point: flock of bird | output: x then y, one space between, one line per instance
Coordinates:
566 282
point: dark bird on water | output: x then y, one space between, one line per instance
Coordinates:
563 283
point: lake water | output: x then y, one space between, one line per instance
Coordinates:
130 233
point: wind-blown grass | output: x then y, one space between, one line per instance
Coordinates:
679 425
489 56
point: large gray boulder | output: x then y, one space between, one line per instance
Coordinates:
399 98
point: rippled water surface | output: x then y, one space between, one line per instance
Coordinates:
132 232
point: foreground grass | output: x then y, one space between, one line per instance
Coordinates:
==
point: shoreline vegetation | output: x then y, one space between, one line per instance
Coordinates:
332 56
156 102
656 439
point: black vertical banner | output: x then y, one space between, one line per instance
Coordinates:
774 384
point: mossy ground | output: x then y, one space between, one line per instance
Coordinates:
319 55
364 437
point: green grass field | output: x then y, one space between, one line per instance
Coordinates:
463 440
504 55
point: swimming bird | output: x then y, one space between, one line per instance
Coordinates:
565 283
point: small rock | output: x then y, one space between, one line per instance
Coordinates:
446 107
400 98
--
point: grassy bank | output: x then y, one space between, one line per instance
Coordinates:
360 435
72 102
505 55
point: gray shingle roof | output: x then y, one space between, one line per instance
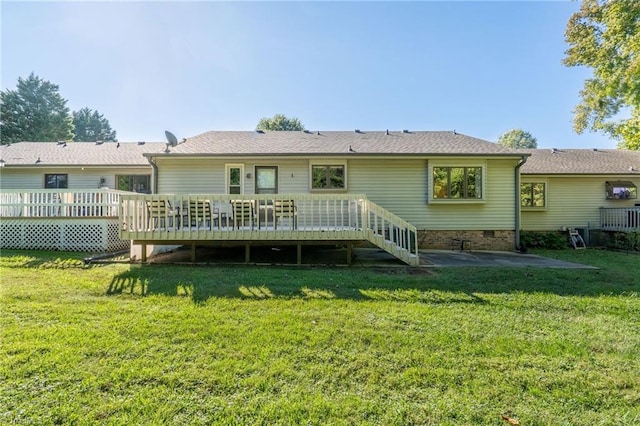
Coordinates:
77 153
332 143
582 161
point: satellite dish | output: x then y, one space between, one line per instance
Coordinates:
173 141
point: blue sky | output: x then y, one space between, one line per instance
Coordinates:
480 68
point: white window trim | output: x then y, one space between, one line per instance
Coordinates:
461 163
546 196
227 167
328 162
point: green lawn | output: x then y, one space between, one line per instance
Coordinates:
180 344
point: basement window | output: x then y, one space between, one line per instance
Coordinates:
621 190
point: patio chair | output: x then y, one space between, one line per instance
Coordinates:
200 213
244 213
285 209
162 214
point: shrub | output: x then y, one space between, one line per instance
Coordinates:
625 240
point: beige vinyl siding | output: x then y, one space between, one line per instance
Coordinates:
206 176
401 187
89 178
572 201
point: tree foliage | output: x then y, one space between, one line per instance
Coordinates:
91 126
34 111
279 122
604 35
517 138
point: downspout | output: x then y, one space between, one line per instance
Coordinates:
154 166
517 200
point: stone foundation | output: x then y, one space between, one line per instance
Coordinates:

*What is expected*. Show each line of the material above that contains the word "gray", copying every such line in full. Case matters: a match must have the same capitalization.

*Expected answer*.
point: large gray boulder | output: x then y, one space between, one line per instance
point: gray shingle roof | output: x then y, one space between, one line per instance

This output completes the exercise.